> _EXCERPT_:
>>>>>

My plans to retrace Captain Cook's unfinished voyage have been postponed a year while I work on the next Marine Diesel Basics book and get my new boat SV Oceandrifter ready for sea.
Why do people sell up, move aboard a small boat and sail off into the blue? Some years ago, Cruising World magazine interviewed some of the best known longtime voyagers and liveaboards and asked them what motivated them and what they’d learned along the way. It makes for fascinating reading.
“It all began when I was 12 years old and spent two summers taking sailing lessons at Cedar Point Yacht Club on Long Island Sound,” wrote three-time circumnavigator Scott Kuhner. “It wasn’t the racing tactics that excited me, no. It was the ability to use just the wind, to sail beyond the horizon to see what was there.
“One very hot and lethargic day in July 1957, my best friend and I were sitting under a shade tree on his front lawn. Doug said to me, ‘What do you want to do, Scott? ‘ Out of the blue I replied, ‘Sail to the South Pacific. ‘ In that instant, the dream was born and never left me.”
What makes a cruising sailor tick? On the eve of Cruising World’s 30th anniversary, they contacted more than a dozen sailors, many of whom have been corresponding with the magazine since its editorial infancy, and asked them to comment on their lives under sail. What follows is a patchwork quilt stitching together decades’ worth of motivations and solutions and lessons sometimes practical, sometimes soulful.
Part one – Genesis
We Just Kept Going: an Oral History of the Cruising Life
By Elaine Lembo and Tim Murphy
(published by Cruising World 10-Sep-2004)
Ida Little and Michael Walsh: We began cruising in June 1972 and continued to cruise for at least half of every year, in various boats, until 1997. Having no idea what cruising was all about when we started cruising, we headed for England because a sail had been made there for the boat. We ran into the aftermath of Hurricane Agnes en route to Bermuda. This made our crew so reluctant to continue that we diverted to Puerto Rico on his request. On arrival in San Juan, he promptly flew back to Minnesota, leaving us to manage the old, leaky, 40-foot ketch by ourselves. After cruising the West Indies to South America we sailed north to the Bahamas where we shipwrecked (see “Castling the King,” June 2004). A year later we returned to the Bahamas to cruise for the next 25 years. With all that clear shallow water, protected seas, miles and miles of uninhabited shoreline, balmy climate, fish and lobster infested reefs, and some of the kindest people on earth, these islands are ideal cruising grounds for us.

<<<<<

> _YOUR GOAL_:
In the cruising excerpt, in what month and year did Scott Kuhner first say he wanted to sail to the South Pacific?

> _SUPPLIED MATERIAL_:
>>>>>

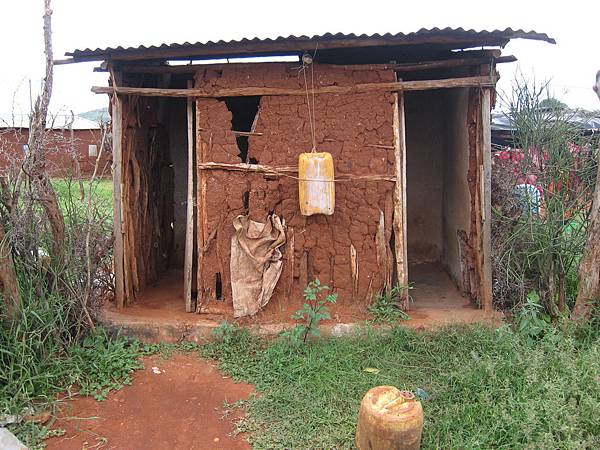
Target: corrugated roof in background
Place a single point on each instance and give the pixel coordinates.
(457, 37)
(58, 122)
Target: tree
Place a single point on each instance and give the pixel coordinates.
(589, 270)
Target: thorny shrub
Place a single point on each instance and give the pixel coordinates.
(541, 200)
(59, 296)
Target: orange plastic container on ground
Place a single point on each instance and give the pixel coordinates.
(317, 183)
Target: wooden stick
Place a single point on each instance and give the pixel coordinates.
(486, 200)
(388, 147)
(202, 222)
(419, 85)
(246, 133)
(245, 167)
(474, 59)
(399, 223)
(283, 170)
(117, 124)
(447, 63)
(189, 229)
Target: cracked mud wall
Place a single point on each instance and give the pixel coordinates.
(346, 126)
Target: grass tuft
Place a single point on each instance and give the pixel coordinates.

<<<<<

> _COMPLETED EXERCISE_:
July 1957